WHAT TO DO
Reproduce the part of the records that opens with the line containing "Q. Point out the solid" and closes with the line containing "pixel 891 714", with both of those lines included and every character left as it stands.

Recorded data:
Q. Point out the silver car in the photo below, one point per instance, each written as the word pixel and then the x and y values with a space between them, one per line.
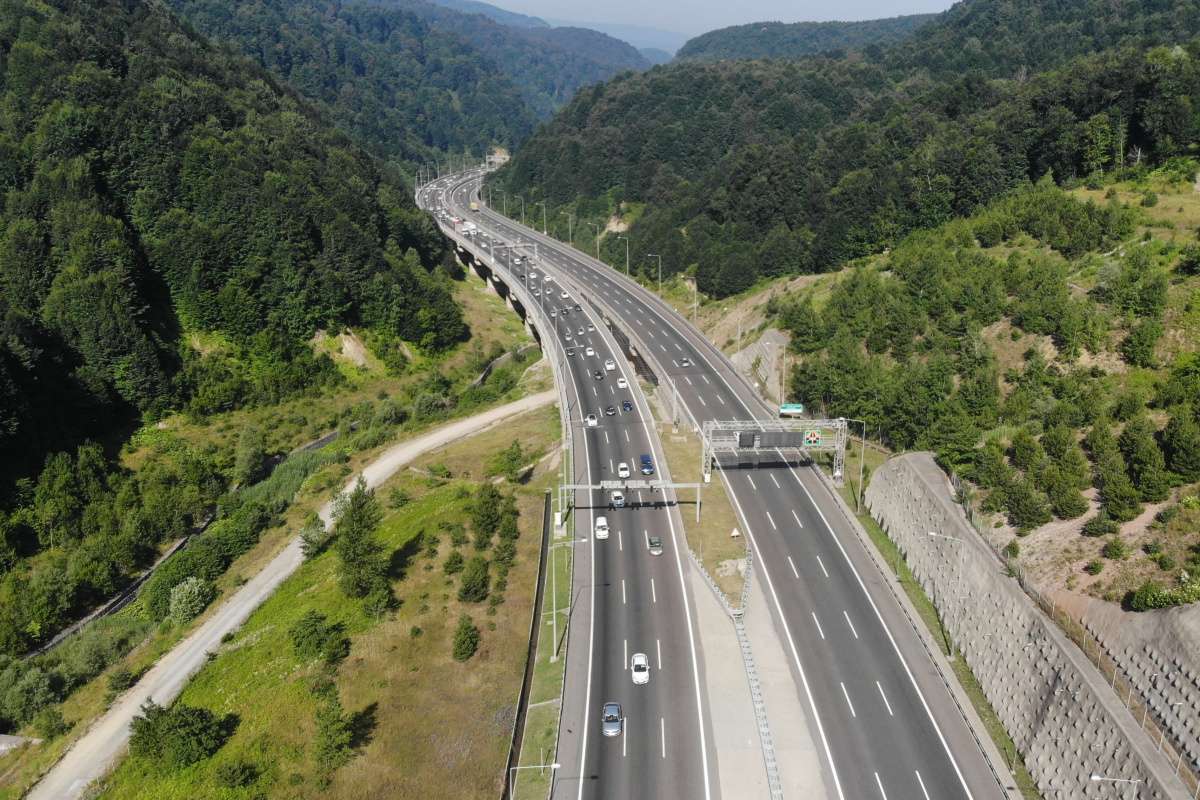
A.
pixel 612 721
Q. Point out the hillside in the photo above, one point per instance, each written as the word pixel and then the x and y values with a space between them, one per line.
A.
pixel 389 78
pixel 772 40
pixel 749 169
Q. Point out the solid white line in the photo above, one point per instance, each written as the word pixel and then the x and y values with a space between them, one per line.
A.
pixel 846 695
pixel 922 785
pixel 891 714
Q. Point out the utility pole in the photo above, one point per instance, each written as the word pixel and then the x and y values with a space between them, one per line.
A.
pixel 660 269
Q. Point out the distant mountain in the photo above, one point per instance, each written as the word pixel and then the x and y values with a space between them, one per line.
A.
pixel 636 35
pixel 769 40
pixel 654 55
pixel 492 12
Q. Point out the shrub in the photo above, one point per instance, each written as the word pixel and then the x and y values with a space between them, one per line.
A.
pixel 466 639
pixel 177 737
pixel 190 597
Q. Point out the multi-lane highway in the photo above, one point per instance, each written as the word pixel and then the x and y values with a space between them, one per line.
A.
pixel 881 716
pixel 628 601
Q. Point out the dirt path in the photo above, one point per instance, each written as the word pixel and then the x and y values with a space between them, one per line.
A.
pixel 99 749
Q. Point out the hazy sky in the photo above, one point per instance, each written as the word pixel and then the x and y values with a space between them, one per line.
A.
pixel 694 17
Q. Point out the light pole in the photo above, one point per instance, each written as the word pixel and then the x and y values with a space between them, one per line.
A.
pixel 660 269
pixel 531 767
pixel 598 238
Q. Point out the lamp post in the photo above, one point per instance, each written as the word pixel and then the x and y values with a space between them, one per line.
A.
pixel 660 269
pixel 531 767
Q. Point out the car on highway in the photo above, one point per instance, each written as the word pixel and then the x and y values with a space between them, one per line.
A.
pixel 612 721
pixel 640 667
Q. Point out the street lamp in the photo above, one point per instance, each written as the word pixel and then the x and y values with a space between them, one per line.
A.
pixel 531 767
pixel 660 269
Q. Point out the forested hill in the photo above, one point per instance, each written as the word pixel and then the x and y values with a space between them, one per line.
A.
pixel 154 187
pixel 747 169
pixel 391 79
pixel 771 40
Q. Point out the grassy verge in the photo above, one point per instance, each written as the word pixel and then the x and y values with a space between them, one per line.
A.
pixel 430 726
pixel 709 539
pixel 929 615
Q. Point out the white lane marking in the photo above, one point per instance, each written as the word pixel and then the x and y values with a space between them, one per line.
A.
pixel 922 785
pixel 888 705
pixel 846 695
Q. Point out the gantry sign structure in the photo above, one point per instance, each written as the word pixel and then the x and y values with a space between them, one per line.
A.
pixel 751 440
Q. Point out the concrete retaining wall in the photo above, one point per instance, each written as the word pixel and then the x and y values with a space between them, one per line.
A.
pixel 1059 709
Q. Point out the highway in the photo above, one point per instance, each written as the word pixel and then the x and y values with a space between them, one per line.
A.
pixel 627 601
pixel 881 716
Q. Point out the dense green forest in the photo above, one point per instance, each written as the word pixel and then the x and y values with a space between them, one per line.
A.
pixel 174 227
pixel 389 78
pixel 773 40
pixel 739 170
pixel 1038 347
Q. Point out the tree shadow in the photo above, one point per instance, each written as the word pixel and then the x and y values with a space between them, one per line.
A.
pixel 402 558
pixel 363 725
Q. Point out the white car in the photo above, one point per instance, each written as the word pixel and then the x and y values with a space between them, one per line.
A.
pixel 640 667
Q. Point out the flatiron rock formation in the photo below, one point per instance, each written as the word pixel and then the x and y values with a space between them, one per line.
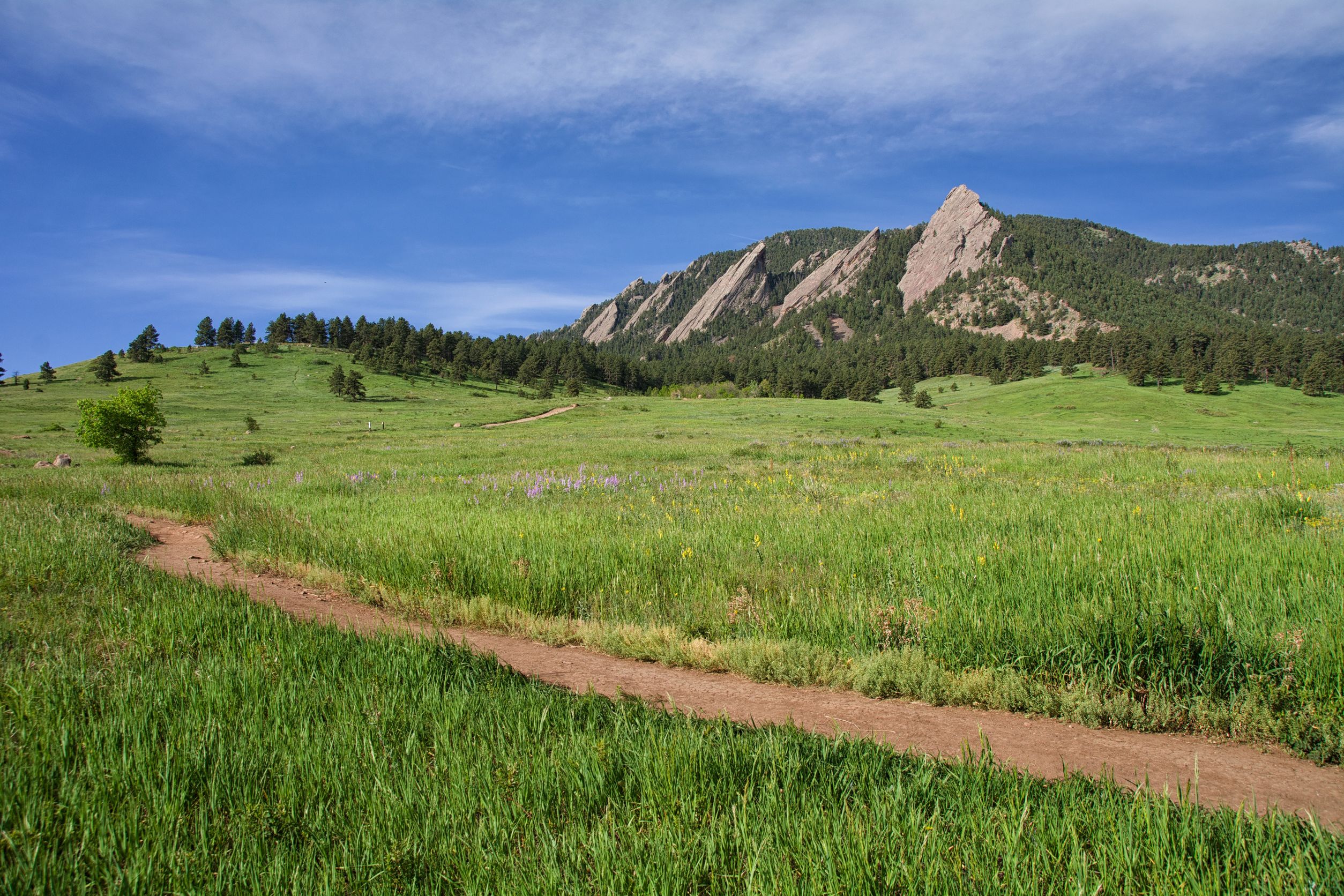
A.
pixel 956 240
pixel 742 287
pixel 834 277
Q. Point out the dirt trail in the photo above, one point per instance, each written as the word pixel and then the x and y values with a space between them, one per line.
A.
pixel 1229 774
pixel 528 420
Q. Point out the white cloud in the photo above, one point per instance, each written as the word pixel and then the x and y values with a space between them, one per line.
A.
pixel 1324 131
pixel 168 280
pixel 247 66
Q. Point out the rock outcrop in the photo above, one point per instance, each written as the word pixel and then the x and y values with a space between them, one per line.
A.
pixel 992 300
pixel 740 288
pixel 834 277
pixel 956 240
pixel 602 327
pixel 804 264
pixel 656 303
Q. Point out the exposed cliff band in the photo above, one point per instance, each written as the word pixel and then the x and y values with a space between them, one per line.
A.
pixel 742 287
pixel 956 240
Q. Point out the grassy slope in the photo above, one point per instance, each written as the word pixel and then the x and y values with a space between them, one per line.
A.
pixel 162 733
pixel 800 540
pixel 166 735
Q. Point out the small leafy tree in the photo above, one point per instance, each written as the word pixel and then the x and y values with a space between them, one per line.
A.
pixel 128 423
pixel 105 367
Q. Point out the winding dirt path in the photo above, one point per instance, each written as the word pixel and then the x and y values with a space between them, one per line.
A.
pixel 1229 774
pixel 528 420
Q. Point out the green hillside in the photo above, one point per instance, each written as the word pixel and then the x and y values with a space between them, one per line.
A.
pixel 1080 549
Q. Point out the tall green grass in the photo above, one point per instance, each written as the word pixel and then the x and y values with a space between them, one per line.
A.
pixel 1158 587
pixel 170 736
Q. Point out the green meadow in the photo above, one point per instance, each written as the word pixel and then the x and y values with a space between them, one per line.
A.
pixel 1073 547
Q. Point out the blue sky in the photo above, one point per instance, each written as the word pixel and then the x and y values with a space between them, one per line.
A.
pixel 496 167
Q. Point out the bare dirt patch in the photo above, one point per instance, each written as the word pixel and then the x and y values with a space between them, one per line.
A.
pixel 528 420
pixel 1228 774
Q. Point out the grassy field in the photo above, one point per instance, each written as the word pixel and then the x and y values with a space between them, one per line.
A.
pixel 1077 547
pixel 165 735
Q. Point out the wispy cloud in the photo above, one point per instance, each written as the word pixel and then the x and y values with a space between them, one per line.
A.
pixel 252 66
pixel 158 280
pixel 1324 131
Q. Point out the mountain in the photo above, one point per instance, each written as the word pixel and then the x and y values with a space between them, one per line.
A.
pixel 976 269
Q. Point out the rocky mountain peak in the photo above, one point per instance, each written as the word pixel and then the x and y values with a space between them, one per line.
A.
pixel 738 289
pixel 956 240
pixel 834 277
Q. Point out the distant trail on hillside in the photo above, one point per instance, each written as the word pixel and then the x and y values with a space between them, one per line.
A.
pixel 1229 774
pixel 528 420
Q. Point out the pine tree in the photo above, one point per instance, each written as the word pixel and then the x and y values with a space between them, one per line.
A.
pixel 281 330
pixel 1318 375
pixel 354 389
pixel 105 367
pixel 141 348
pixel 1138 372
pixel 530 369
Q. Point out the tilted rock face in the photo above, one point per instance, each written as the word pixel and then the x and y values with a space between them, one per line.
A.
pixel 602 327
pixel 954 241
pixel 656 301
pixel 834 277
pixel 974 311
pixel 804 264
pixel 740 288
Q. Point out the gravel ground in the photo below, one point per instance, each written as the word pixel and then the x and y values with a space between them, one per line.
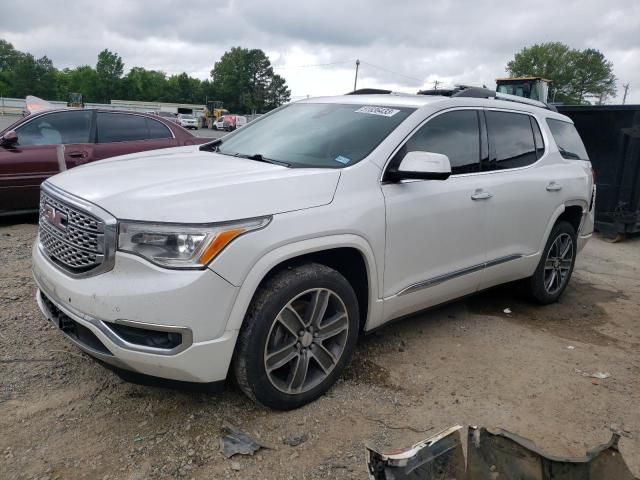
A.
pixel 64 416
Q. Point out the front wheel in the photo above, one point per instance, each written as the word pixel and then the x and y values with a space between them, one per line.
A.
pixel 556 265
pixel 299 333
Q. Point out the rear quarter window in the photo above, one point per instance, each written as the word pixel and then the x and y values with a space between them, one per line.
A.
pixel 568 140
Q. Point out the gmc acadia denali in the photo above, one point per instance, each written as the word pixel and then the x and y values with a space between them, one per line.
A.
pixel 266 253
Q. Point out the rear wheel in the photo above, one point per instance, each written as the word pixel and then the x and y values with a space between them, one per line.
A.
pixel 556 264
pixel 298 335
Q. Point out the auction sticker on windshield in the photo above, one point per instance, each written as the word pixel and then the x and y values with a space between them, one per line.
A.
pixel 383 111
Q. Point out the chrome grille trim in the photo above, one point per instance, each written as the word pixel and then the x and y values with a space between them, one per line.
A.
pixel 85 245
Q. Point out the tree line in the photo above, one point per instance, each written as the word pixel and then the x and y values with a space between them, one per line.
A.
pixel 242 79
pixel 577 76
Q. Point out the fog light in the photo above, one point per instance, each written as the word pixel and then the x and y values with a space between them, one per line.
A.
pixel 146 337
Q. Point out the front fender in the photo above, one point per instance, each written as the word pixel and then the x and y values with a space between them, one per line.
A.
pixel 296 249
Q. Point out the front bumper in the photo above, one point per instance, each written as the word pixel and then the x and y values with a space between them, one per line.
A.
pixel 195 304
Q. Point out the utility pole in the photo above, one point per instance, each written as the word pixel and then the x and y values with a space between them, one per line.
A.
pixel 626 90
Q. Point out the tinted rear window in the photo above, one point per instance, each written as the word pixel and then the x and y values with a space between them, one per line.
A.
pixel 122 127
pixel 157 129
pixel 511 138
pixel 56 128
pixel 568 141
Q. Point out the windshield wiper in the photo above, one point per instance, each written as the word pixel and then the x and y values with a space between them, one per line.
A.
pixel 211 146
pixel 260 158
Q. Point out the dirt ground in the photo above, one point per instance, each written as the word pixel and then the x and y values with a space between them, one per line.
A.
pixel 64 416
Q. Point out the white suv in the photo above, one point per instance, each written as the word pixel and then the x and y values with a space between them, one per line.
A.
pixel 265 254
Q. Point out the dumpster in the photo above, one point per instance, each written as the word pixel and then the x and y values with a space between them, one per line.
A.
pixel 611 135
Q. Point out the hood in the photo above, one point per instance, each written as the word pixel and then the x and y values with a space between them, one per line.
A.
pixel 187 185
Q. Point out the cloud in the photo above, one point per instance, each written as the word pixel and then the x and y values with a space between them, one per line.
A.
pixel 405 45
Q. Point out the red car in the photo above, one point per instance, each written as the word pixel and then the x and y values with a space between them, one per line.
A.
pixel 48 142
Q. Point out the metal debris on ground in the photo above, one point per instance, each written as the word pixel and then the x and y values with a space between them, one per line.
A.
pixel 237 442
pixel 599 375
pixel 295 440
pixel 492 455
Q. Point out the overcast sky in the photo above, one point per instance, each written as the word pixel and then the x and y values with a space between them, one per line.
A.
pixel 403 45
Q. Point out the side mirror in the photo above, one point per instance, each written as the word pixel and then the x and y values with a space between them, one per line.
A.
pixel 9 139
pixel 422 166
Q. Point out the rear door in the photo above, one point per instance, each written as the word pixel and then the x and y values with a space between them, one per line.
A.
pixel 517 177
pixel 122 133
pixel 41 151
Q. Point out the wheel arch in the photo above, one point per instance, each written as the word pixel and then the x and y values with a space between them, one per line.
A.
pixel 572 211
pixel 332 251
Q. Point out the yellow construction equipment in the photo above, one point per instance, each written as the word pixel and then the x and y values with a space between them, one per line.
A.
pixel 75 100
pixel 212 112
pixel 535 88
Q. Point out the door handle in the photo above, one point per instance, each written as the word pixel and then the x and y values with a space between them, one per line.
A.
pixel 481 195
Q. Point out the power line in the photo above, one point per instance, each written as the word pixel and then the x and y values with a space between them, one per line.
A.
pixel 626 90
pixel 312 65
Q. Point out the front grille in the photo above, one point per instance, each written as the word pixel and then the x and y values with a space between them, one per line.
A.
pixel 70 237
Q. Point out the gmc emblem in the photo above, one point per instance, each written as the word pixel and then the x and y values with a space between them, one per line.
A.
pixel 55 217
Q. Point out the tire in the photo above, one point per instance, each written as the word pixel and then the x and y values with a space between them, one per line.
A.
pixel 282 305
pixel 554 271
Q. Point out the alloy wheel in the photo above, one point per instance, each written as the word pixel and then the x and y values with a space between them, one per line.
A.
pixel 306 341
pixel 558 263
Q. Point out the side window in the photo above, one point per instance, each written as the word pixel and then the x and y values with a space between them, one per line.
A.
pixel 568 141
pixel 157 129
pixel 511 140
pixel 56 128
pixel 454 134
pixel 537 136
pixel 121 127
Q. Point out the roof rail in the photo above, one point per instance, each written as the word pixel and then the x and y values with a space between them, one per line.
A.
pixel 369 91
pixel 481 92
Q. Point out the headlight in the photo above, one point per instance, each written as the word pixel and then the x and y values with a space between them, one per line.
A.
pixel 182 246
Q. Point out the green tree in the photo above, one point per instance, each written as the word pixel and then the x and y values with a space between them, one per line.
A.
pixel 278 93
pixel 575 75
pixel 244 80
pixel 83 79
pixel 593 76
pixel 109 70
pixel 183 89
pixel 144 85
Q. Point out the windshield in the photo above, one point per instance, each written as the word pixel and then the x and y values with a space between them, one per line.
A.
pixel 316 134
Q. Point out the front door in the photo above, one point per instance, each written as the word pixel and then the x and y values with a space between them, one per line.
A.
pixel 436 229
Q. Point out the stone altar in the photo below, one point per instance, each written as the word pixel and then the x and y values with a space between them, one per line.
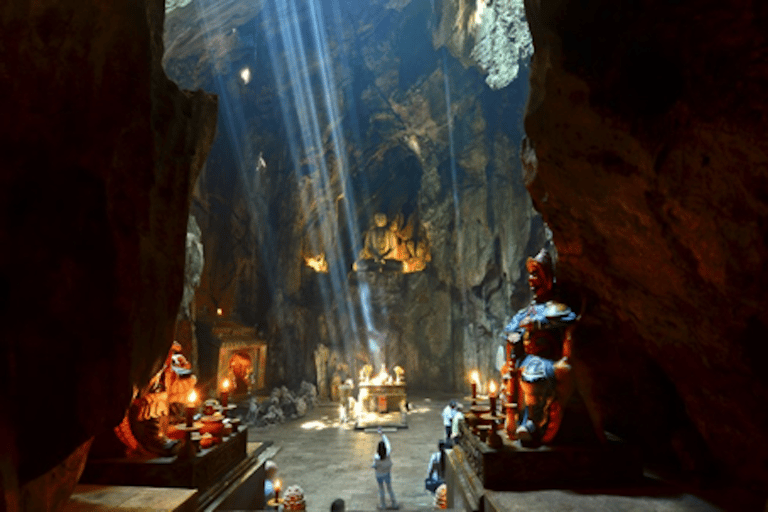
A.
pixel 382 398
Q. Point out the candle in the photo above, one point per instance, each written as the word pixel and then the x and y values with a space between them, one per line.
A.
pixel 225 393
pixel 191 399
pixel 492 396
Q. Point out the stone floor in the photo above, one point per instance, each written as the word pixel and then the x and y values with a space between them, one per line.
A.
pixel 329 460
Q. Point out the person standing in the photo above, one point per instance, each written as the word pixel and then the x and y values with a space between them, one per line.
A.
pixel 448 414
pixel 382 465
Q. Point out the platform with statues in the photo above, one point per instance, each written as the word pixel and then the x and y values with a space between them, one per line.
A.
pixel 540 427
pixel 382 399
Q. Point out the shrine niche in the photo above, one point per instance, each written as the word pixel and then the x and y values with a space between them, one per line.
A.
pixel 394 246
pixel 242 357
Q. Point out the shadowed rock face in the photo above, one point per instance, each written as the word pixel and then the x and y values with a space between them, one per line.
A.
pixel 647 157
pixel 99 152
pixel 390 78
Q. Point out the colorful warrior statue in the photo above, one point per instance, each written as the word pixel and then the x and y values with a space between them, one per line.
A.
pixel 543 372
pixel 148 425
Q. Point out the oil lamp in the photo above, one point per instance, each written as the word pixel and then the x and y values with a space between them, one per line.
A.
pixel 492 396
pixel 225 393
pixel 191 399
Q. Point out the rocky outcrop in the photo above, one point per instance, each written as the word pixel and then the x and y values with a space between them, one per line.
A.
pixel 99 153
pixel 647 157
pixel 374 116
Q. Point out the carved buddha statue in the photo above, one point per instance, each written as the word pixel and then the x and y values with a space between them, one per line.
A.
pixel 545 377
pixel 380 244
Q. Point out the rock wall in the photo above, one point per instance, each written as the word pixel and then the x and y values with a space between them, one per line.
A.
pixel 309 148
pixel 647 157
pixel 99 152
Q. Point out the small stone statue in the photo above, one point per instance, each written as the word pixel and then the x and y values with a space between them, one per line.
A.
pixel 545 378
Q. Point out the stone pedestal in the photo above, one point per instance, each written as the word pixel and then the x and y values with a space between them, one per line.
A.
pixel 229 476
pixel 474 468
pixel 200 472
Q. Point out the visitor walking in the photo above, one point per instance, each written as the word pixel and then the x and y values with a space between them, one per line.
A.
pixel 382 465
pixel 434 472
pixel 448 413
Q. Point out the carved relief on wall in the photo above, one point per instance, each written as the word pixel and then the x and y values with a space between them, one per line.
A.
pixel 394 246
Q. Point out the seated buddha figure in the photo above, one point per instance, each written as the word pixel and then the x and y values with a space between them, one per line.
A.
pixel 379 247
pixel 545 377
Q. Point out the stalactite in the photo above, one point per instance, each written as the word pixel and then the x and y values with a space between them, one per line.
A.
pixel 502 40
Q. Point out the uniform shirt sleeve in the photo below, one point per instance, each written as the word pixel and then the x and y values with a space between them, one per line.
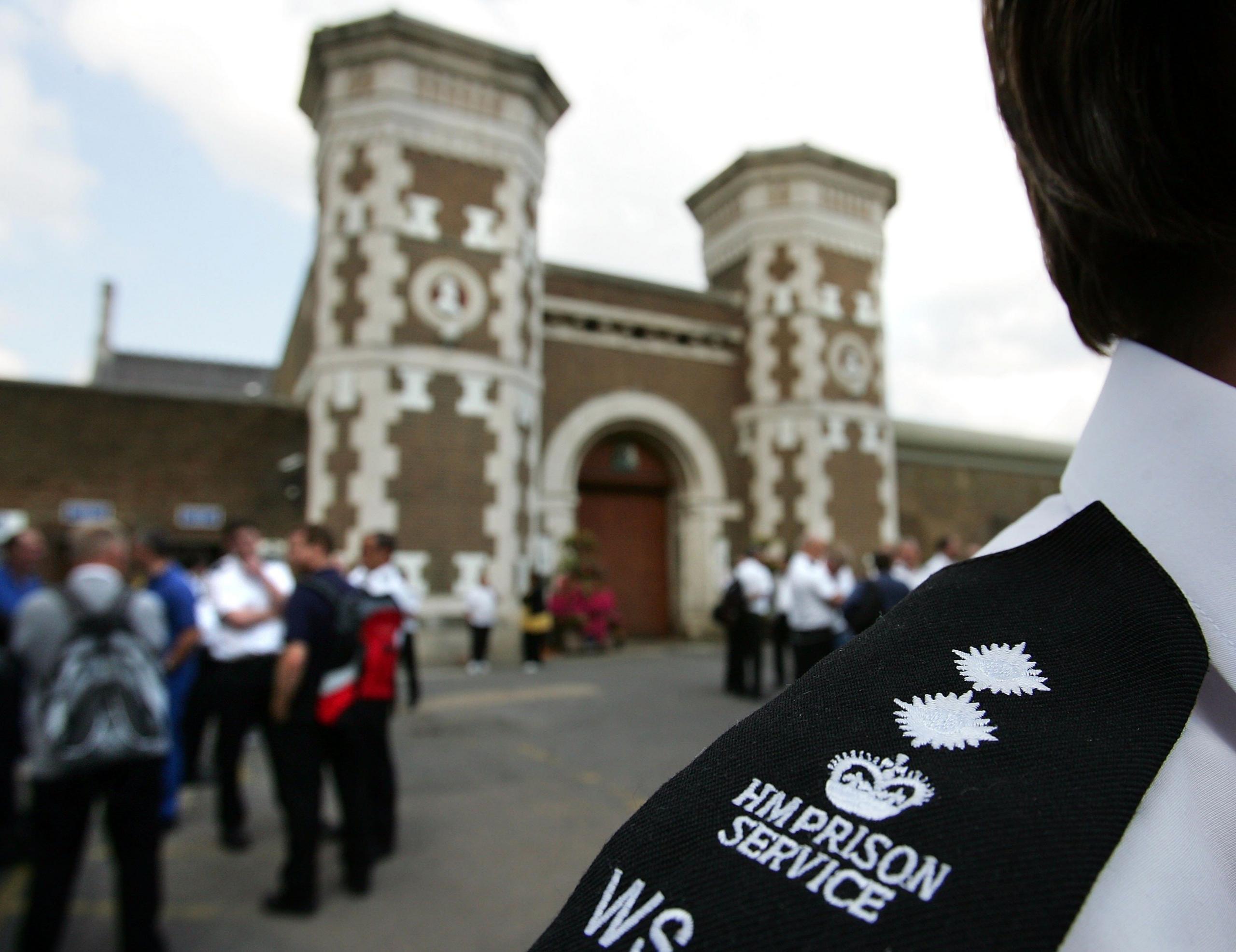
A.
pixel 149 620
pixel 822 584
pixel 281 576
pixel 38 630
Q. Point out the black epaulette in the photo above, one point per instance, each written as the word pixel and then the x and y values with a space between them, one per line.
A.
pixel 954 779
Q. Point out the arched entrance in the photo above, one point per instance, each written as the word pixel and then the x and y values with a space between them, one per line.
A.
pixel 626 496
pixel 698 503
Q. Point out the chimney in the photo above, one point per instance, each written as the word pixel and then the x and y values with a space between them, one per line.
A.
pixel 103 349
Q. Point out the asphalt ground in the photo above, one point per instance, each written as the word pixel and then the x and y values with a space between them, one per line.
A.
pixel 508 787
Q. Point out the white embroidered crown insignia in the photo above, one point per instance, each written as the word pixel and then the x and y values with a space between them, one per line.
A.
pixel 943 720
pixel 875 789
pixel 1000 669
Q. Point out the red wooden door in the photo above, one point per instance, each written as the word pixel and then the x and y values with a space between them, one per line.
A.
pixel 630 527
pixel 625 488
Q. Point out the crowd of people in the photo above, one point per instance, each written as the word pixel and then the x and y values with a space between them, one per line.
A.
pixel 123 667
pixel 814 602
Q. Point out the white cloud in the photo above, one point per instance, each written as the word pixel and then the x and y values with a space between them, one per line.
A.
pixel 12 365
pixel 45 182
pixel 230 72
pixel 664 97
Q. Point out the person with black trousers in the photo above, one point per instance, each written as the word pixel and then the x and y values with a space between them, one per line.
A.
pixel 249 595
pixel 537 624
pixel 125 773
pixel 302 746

REPLY TO THE TASK
Q. Point out the solid white line in the photo above, one point per instance, each written as the word pixel and then the x and y values with a space between them, one per line.
A.
pixel 846 695
pixel 922 785
pixel 891 714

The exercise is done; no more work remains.